Exercise instructions - Write out the complete data exactly as written.

[Saved data entries]
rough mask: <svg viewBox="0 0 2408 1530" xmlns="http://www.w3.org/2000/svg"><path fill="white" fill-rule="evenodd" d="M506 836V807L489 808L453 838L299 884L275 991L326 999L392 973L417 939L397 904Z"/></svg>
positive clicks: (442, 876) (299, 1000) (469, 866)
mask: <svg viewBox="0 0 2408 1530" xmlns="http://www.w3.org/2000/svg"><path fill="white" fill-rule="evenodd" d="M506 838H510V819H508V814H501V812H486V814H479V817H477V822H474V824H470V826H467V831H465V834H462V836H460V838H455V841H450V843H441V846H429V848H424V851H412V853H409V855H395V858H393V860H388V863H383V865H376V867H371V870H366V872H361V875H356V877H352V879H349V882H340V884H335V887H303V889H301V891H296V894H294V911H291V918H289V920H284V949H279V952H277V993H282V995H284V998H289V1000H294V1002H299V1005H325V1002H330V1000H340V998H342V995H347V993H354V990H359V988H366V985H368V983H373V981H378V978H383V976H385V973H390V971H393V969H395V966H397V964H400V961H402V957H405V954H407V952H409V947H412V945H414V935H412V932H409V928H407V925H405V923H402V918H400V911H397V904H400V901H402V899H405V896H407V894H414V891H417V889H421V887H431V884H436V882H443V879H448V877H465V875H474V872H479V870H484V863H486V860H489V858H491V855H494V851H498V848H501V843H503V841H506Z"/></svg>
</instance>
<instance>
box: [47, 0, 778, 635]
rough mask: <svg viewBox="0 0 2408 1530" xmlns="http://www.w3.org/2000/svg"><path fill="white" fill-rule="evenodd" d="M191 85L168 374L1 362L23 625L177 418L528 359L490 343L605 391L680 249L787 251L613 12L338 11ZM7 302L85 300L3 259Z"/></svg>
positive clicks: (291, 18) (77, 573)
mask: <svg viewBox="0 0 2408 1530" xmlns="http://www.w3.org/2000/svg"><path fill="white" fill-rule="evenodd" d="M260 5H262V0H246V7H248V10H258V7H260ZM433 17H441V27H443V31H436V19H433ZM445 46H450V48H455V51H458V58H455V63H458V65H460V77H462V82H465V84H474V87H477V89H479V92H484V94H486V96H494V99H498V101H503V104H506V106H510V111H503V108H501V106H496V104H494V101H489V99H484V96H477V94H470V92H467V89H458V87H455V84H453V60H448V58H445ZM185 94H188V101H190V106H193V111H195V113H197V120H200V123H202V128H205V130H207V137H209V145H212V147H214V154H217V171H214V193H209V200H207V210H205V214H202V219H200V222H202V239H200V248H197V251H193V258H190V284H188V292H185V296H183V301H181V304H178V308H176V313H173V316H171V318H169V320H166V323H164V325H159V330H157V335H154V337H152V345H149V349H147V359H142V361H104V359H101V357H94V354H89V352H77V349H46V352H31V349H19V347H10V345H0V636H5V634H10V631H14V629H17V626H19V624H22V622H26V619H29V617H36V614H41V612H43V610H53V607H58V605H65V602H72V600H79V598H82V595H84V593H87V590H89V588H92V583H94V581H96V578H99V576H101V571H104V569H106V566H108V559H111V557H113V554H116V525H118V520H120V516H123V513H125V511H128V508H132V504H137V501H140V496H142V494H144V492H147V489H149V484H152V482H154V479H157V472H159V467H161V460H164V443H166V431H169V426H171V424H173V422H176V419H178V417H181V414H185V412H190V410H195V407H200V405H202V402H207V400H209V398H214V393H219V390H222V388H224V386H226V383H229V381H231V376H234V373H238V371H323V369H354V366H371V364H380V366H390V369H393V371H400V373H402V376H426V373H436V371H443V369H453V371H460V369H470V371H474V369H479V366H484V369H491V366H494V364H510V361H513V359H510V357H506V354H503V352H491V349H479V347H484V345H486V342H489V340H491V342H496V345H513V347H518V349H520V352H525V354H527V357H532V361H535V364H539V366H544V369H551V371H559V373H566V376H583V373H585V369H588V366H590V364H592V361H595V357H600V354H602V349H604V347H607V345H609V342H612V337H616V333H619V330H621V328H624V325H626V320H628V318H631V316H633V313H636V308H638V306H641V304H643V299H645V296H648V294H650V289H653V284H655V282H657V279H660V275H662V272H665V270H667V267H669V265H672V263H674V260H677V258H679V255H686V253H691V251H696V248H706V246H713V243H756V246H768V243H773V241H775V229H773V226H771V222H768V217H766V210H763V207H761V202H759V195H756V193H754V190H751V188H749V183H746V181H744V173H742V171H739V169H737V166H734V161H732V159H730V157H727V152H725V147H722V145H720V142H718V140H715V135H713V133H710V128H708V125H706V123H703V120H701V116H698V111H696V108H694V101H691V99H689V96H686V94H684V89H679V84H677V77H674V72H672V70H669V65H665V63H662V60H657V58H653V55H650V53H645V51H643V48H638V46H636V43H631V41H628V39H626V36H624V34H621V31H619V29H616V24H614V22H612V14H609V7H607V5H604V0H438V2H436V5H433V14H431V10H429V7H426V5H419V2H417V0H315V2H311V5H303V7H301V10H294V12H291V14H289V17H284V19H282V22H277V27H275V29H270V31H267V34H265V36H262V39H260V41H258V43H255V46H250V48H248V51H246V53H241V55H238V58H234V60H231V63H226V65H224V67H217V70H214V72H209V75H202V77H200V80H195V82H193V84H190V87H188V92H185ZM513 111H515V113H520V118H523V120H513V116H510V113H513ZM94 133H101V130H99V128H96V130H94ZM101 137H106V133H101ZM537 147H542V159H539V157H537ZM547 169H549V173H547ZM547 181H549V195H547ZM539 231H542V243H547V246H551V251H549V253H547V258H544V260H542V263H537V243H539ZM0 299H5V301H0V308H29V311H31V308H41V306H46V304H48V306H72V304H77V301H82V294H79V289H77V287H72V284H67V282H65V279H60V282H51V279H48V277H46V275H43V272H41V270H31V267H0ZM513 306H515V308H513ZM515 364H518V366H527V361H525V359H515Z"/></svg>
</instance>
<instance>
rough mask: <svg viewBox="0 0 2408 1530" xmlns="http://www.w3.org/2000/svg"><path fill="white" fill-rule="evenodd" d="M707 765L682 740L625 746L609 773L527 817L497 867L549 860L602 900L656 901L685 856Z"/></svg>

Result for this task -
rough mask: <svg viewBox="0 0 2408 1530" xmlns="http://www.w3.org/2000/svg"><path fill="white" fill-rule="evenodd" d="M506 836V807L489 808L453 838L299 884L275 991L326 999L392 973L417 939L397 904Z"/></svg>
positive clicks: (442, 876) (299, 1000) (469, 866)
mask: <svg viewBox="0 0 2408 1530" xmlns="http://www.w3.org/2000/svg"><path fill="white" fill-rule="evenodd" d="M506 838H510V819H508V814H501V812H486V814H479V817H477V822H474V824H470V826H467V831H465V834H462V836H460V838H455V841H450V843H441V846H429V848H424V851H412V853H409V855H395V858H393V860H388V863H383V865H376V867H371V870H366V872H361V875H356V877H352V879H349V882H340V884H335V887H303V889H301V891H296V894H294V911H291V918H289V920H284V949H279V952H277V993H282V995H284V998H289V1000H294V1002H299V1005H325V1002H330V1000H340V998H342V995H347V993H354V990H359V988H366V985H368V983H373V981H378V978H383V976H385V973H390V971H393V969H395V966H397V964H400V961H402V957H405V954H407V952H409V947H412V945H414V935H412V932H409V928H407V925H405V923H402V918H400V911H397V904H400V901H402V899H405V896H407V894H414V891H417V889H421V887H431V884H436V882H443V879H448V877H465V875H474V872H479V870H484V863H486V860H489V858H491V855H494V851H498V848H501V843H503V841H506Z"/></svg>
</instance>
<instance>
box: [47, 0, 778, 635]
rough mask: <svg viewBox="0 0 2408 1530" xmlns="http://www.w3.org/2000/svg"><path fill="white" fill-rule="evenodd" d="M191 85L168 374L1 362L23 625L177 418L528 359L490 343L605 391L680 249L787 251L613 12L338 11ZM7 302L85 300L3 259Z"/></svg>
positive clicks: (291, 18) (77, 573)
mask: <svg viewBox="0 0 2408 1530" xmlns="http://www.w3.org/2000/svg"><path fill="white" fill-rule="evenodd" d="M260 5H262V0H246V7H248V10H258V7H260ZM433 17H441V27H443V31H436V19H433ZM445 46H450V48H455V51H458V58H455V63H458V65H460V77H462V82H465V84H474V87H477V89H479V92H484V94H486V96H494V99H498V101H503V104H506V106H510V111H503V108H501V106H496V104H494V101H489V99H484V96H477V94H470V92H467V89H458V87H455V84H453V60H448V58H445ZM185 94H188V101H190V106H193V111H195V113H197V120H200V123H202V128H205V130H207V137H209V145H212V147H214V154H217V171H214V193H209V200H207V210H205V214H202V219H200V222H202V239H200V248H197V251H193V258H190V284H188V292H185V296H183V301H181V304H178V308H176V313H173V316H171V318H169V320H166V323H164V325H159V330H157V335H154V337H152V345H149V349H147V359H142V361H104V359H101V357H94V354H89V352H77V349H46V352H31V349H19V347H10V345H0V636H5V634H10V631H14V629H17V626H19V624H22V622H26V619H29V617H36V614H41V612H43V610H53V607H58V605H65V602H72V600H79V598H82V595H84V593H87V590H89V588H92V583H94V581H96V578H99V576H101V571H104V569H106V566H108V559H111V557H113V554H116V525H118V520H120V516H123V513H125V511H128V508H132V504H137V501H140V496H142V494H144V492H147V489H149V484H152V482H154V479H157V472H159V467H161V460H164V443H166V431H169V426H171V424H173V422H176V419H178V417H181V414H185V412H190V410H195V407H200V405H202V402H207V400H209V398H214V393H219V390H222V388H224V386H226V383H229V381H231V376H234V373H238V371H323V369H354V366H371V364H380V366H390V369H393V371H400V373H402V376H426V373H436V371H443V369H453V371H460V369H470V371H474V369H479V366H484V369H491V366H494V364H510V361H513V359H510V357H506V354H503V352H491V349H479V347H484V345H486V342H489V340H491V342H496V345H513V347H518V349H520V352H525V354H527V357H532V361H535V364H539V366H544V369H551V371H559V373H566V376H583V373H585V369H588V366H590V364H592V361H595V357H600V354H602V349H604V347H607V345H609V342H612V337H616V333H619V330H621V328H624V325H626V320H628V318H631V316H633V313H636V308H638V306H641V304H643V299H645V296H648V294H650V289H653V284H655V282H657V279H660V275H662V272H665V270H667V267H669V265H672V263H674V260H677V258H679V255H686V253H691V251H696V248H706V246H713V243H756V246H768V243H773V241H775V229H773V226H771V222H768V217H766V210H763V207H761V202H759V195H756V193H754V190H751V188H749V183H746V181H744V173H742V171H739V169H737V166H734V161H732V159H730V157H727V152H725V147H722V145H720V142H718V140H715V135H713V133H710V128H708V125H706V123H703V120H701V116H698V111H696V108H694V101H691V99H689V96H686V94H684V89H679V84H677V77H674V72H672V70H669V65H665V63H662V60H657V58H653V55H650V53H645V51H643V48H638V46H636V43H631V41H628V39H626V36H624V34H621V31H619V29H616V24H614V22H612V14H609V7H607V5H604V0H438V2H436V5H433V14H431V10H429V7H426V5H419V2H417V0H315V2H311V5H303V7H301V10H294V12H291V14H289V17H284V19H282V22H277V27H275V29H270V31H267V34H265V36H262V39H260V41H258V43H255V46H250V48H248V51H246V53H241V55H238V58H234V60H231V63H226V65H224V67H217V70H214V72H209V75H202V77H200V80H195V82H193V84H190V87H188V92H185ZM513 111H515V113H520V118H523V120H513V116H510V113H513ZM94 133H101V130H99V128H96V130H94ZM101 137H106V133H101ZM537 147H542V159H539V157H537ZM547 169H549V173H547ZM547 181H549V195H547ZM539 231H542V243H547V246H551V251H549V253H547V258H544V260H542V263H537V243H539ZM0 299H5V301H0V308H29V311H31V308H41V306H46V304H48V306H72V304H77V301H82V294H79V289H77V287H72V284H67V282H65V279H60V282H51V279H48V277H46V275H43V272H41V270H31V267H0ZM513 306H515V308H513ZM515 364H518V366H527V361H525V359H515Z"/></svg>
</instance>
<instance>
rough mask: <svg viewBox="0 0 2408 1530" xmlns="http://www.w3.org/2000/svg"><path fill="white" fill-rule="evenodd" d="M707 765L682 740L625 746L609 773L527 817L497 867L549 860L602 900L656 901L685 856Z"/></svg>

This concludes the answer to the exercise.